[Exercise material]
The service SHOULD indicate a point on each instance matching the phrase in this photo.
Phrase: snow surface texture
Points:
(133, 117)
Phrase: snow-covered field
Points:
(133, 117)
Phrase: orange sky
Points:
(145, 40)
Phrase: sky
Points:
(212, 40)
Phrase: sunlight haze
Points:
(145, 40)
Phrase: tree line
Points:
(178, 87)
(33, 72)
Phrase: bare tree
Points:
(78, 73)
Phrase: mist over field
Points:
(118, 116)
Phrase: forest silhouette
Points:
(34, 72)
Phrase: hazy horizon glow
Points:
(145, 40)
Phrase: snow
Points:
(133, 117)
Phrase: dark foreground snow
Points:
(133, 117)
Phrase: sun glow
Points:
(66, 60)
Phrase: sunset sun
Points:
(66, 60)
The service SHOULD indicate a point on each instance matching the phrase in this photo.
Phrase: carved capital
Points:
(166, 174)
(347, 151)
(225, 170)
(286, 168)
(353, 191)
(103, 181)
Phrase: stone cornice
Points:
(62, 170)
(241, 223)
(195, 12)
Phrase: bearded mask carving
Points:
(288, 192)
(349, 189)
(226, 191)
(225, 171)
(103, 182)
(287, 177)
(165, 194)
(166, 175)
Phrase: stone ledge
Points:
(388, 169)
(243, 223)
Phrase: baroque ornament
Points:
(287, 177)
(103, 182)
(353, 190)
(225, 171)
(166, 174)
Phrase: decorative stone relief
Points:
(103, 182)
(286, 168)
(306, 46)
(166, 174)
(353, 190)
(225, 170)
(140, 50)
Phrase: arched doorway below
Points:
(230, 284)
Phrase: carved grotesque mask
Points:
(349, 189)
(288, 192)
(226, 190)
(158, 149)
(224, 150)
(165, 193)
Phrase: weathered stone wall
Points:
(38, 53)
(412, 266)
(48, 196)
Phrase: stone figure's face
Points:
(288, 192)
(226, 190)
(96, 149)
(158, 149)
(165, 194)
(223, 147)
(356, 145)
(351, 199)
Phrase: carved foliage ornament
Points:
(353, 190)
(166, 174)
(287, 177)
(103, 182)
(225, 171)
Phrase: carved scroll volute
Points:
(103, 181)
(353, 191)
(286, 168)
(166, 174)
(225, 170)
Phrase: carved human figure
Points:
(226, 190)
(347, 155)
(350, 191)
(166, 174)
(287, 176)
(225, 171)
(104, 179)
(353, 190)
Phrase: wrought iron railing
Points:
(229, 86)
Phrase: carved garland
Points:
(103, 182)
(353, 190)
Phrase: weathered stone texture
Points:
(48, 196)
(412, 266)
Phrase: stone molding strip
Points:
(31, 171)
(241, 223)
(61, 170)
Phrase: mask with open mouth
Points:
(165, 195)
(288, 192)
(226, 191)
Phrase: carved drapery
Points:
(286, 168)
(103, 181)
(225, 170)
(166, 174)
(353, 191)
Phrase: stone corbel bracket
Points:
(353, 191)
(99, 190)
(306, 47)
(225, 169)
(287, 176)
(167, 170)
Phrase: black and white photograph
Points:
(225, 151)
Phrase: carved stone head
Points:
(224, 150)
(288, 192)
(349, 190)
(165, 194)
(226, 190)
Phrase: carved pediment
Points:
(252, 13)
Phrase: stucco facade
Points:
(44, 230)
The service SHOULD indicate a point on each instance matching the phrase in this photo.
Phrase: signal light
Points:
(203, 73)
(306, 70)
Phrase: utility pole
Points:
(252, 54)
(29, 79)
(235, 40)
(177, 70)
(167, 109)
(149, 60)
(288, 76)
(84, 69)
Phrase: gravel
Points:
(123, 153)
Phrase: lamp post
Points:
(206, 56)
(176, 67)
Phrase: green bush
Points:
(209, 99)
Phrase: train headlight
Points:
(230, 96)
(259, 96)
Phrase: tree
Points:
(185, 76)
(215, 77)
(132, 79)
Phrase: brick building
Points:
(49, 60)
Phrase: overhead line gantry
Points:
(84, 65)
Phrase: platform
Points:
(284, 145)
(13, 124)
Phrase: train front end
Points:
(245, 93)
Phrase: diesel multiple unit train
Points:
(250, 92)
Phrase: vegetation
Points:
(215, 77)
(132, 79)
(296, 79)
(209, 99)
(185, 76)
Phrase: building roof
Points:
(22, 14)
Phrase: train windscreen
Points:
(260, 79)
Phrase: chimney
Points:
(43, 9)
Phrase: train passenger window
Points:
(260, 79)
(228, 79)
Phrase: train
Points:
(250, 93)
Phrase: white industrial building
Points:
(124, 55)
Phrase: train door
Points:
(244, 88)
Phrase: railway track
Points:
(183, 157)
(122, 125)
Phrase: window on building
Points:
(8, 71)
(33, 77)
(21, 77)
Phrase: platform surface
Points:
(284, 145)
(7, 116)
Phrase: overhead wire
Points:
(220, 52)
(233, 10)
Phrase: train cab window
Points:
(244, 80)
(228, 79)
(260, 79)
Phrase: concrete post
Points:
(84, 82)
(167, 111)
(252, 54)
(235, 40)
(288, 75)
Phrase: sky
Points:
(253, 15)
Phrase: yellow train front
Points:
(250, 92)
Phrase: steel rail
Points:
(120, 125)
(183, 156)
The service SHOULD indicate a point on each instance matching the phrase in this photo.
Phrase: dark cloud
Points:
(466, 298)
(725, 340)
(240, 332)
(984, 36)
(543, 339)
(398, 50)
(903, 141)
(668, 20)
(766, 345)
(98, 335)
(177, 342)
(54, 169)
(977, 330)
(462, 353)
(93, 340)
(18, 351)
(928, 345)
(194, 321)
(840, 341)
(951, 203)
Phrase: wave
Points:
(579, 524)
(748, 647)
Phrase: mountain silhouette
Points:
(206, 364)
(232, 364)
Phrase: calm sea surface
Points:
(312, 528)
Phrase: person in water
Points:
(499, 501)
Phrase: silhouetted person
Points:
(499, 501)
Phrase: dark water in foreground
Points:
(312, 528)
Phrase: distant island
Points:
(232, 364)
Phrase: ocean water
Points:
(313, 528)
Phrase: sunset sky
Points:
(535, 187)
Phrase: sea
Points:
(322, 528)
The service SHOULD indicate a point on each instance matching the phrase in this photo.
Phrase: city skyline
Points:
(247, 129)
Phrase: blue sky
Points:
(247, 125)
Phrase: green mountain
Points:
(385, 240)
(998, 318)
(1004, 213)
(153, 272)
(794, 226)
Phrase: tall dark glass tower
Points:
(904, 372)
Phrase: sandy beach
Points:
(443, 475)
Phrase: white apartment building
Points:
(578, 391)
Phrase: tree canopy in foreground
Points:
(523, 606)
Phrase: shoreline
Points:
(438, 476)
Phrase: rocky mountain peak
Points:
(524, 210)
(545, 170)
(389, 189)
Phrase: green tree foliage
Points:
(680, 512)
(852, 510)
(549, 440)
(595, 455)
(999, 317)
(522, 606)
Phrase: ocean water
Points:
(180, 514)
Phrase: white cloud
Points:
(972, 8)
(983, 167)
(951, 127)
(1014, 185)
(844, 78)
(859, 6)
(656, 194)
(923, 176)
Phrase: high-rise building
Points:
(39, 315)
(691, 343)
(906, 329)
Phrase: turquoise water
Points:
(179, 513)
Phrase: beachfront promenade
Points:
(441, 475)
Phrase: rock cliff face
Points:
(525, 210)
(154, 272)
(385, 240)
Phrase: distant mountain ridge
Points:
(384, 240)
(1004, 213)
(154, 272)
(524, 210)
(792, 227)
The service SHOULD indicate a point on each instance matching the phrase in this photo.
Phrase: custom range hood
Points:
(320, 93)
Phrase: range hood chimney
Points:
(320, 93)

[What you should do]
Whenever the string "ornament" shows up in a line of the records, copy that line.

[Task result]
Phrase: baroque ornament
Phrase: carved foliage ornament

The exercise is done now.